Copy verbatim every line of the records, starting with the line that contains "Question. The picture above shows the name" and continuing through the end of the records, both ends included.

__DATA PROVIDED__
⁂

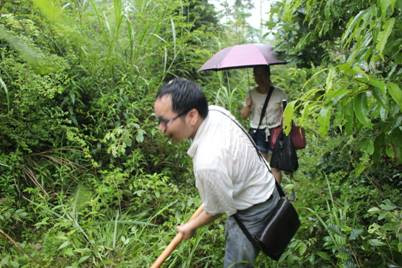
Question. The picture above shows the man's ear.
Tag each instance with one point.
(193, 116)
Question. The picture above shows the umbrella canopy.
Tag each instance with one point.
(242, 56)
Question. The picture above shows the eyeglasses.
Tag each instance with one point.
(166, 122)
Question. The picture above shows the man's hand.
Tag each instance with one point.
(186, 230)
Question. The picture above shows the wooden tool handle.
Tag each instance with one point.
(174, 243)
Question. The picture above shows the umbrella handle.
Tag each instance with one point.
(174, 243)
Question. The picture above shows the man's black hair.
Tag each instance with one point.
(186, 95)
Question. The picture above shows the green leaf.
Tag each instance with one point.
(396, 93)
(288, 116)
(355, 234)
(382, 37)
(388, 205)
(335, 95)
(376, 243)
(360, 109)
(367, 146)
(324, 120)
(373, 210)
(384, 5)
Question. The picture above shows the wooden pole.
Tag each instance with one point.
(174, 243)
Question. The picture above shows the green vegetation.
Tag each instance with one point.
(86, 179)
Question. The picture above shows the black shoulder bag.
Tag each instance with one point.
(284, 156)
(281, 227)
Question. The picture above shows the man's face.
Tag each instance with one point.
(171, 124)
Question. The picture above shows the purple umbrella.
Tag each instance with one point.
(241, 56)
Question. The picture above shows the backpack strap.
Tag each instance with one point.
(264, 107)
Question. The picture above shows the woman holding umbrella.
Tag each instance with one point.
(262, 125)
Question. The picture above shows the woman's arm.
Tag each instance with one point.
(246, 110)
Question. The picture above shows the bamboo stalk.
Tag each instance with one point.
(174, 243)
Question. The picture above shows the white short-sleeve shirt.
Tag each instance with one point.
(229, 174)
(273, 114)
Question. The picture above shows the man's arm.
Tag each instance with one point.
(189, 227)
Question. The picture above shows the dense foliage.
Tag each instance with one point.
(86, 180)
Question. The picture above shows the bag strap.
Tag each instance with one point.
(246, 232)
(264, 107)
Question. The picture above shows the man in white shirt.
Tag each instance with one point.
(230, 176)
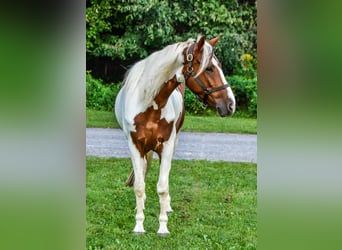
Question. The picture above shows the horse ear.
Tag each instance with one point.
(213, 41)
(200, 43)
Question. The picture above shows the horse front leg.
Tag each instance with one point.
(139, 188)
(163, 186)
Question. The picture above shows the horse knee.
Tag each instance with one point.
(162, 190)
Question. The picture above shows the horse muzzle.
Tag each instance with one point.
(224, 109)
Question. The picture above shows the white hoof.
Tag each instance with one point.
(139, 229)
(163, 231)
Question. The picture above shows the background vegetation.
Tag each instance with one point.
(120, 33)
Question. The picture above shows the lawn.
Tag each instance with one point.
(214, 206)
(105, 119)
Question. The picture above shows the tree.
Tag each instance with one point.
(126, 31)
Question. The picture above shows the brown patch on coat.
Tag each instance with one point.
(151, 131)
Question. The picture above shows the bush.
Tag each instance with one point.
(100, 96)
(245, 91)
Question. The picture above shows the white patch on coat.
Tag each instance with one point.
(230, 94)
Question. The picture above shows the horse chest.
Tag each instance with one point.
(151, 131)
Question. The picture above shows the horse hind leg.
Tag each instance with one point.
(139, 188)
(163, 186)
(130, 179)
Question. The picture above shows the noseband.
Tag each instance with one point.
(190, 73)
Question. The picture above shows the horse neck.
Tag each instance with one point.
(165, 92)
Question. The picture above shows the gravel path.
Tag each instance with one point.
(201, 146)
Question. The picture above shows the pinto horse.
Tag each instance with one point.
(150, 111)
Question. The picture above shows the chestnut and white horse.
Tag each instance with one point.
(150, 111)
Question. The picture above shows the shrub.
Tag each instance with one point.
(100, 96)
(245, 91)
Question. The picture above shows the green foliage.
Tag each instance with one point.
(214, 206)
(134, 29)
(192, 123)
(98, 95)
(245, 91)
(101, 96)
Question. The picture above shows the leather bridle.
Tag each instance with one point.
(190, 73)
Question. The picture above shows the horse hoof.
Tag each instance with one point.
(138, 233)
(164, 234)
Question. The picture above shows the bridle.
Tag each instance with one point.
(190, 73)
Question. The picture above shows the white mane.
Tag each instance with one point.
(147, 76)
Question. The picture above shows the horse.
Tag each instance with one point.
(150, 110)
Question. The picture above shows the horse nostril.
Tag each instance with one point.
(231, 107)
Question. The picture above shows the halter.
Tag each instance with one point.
(190, 72)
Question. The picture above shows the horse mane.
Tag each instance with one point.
(148, 75)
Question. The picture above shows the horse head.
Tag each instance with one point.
(204, 76)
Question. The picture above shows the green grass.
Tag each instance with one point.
(214, 206)
(105, 119)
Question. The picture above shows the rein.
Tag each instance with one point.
(190, 73)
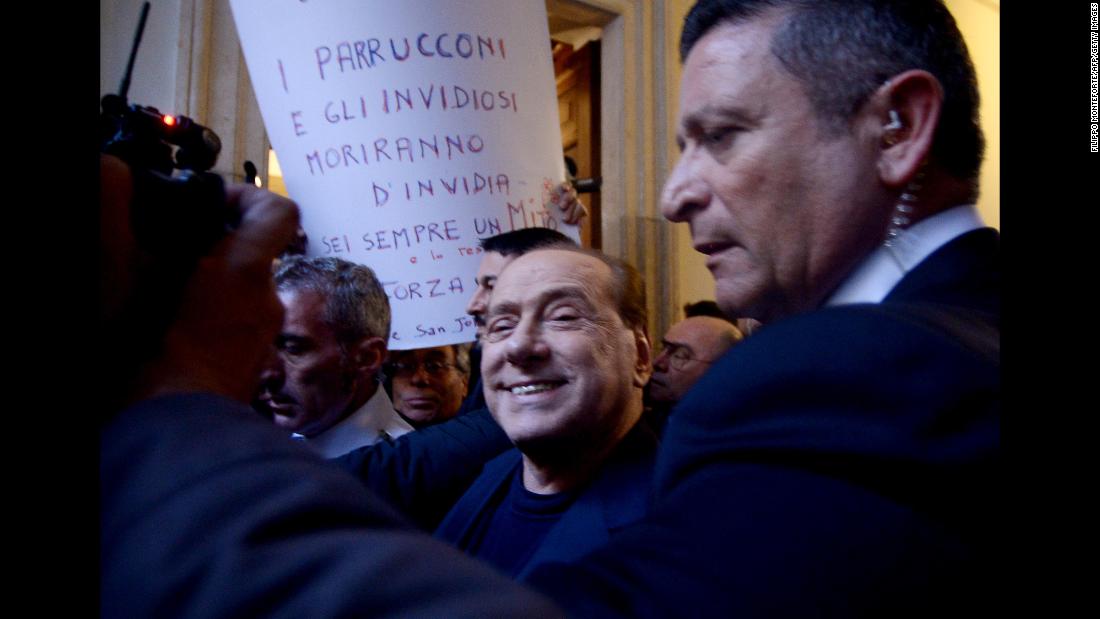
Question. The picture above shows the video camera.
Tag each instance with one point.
(178, 217)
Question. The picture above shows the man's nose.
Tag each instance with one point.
(476, 305)
(661, 362)
(272, 375)
(526, 343)
(420, 375)
(684, 191)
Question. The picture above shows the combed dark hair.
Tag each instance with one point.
(705, 308)
(843, 51)
(355, 305)
(518, 242)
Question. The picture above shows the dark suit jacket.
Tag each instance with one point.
(424, 473)
(617, 496)
(208, 510)
(840, 463)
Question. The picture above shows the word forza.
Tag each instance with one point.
(356, 55)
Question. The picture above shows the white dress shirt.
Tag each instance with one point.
(882, 269)
(364, 427)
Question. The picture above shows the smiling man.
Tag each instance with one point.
(565, 357)
(844, 460)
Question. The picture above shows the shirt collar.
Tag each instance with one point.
(364, 427)
(882, 269)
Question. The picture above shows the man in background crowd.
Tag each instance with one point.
(429, 384)
(686, 352)
(322, 384)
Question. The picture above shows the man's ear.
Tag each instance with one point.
(642, 364)
(369, 355)
(903, 115)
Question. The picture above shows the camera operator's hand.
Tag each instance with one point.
(229, 313)
(565, 198)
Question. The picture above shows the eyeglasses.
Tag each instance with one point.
(679, 355)
(407, 369)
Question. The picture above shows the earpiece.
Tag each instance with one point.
(890, 130)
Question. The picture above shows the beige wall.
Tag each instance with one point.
(154, 78)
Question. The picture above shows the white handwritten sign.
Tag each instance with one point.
(407, 131)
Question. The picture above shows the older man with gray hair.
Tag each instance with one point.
(322, 384)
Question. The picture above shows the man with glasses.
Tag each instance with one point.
(429, 384)
(688, 350)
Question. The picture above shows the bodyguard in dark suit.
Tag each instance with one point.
(844, 461)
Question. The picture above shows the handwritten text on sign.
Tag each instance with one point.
(406, 132)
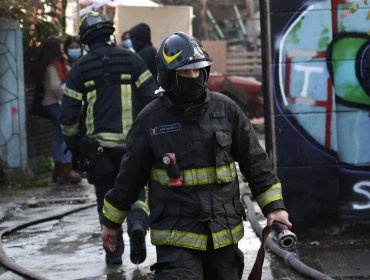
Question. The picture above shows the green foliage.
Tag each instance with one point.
(38, 20)
(41, 165)
(356, 5)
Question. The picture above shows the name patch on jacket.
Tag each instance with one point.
(165, 129)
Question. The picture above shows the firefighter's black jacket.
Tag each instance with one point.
(112, 85)
(207, 139)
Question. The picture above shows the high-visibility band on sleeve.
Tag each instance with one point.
(142, 78)
(70, 130)
(73, 94)
(113, 214)
(125, 76)
(272, 194)
(199, 176)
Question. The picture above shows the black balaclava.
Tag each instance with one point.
(187, 90)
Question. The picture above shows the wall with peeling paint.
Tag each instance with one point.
(318, 122)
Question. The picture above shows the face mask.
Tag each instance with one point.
(188, 90)
(127, 43)
(74, 53)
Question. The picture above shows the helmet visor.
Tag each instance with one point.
(195, 65)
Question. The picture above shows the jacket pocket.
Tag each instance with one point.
(223, 148)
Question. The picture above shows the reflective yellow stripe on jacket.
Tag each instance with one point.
(199, 176)
(196, 240)
(272, 194)
(113, 214)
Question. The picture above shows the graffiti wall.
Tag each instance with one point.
(320, 124)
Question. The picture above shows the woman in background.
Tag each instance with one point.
(52, 74)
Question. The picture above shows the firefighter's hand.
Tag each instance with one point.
(109, 238)
(280, 216)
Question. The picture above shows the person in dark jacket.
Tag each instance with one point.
(366, 69)
(109, 85)
(140, 36)
(187, 154)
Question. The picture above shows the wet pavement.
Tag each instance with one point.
(70, 247)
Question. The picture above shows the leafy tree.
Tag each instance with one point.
(356, 5)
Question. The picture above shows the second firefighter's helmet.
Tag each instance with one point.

⁂

__RESPONSE BELOW__
Question. The picture above shows the name patch on jacket.
Tag each instance with one point.
(165, 129)
Question. The picture above shows the firefighter's black jacket.
Tag each instance with one point.
(112, 85)
(207, 139)
Question. The picture above shows the high-visibility band on sleeve.
Tag each instance with one point.
(142, 78)
(70, 130)
(73, 94)
(113, 214)
(125, 76)
(272, 194)
(199, 176)
Question. The picture above shows the black balaclava.
Tag each instance with one point.
(187, 90)
Question. The picture above shows the wall with peeling paint.
Tag each instance with one point.
(318, 122)
Question. The picture above shows the face mask.
Tag each instance with one point.
(188, 90)
(127, 43)
(74, 53)
Question. The picture above shows the helmet visor.
Tag each instance with one point.
(195, 65)
Question. The picture above shows the jacket pocket.
Tag each instance with one point.
(223, 148)
Question. The picture above shows the reflective yellow stripe on jacket.
Tag each instance with one point.
(199, 176)
(196, 240)
(272, 194)
(113, 214)
Question. The picture above shows the graffiti wall.
Tag each instance with one point.
(320, 124)
Question. The picture above shows the woman in background.
Tag each instance with one point.
(52, 74)
Question. The picture above shows the firefighter's hand.
Tag each instance with one point.
(109, 238)
(280, 216)
Question. The picture above shows the person in dark jacket.
Tag each instance with one point.
(366, 69)
(109, 85)
(140, 36)
(187, 154)
Question. The picture above shows the wet pavement.
Tag each instance with one point.
(70, 247)
Question. The picture above shows the leafy tree.
Tag each instance with one point.
(356, 5)
Question. The picture above shows the second firefighter's helmet.
Tag each instance with one point.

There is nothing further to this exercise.